→ To do
I'd like every record given again exactly, please.

-------------------------

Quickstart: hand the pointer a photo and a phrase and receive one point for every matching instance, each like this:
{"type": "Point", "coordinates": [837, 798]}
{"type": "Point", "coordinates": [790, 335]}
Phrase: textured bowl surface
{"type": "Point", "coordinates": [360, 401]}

-------------------------

→ Written answer
Quickstart: hand the pointer a photo and a phrase and receive one point for every matching instance, each like this:
{"type": "Point", "coordinates": [837, 798]}
{"type": "Point", "coordinates": [790, 335]}
Phrase: textured bowl surface
{"type": "Point", "coordinates": [360, 401]}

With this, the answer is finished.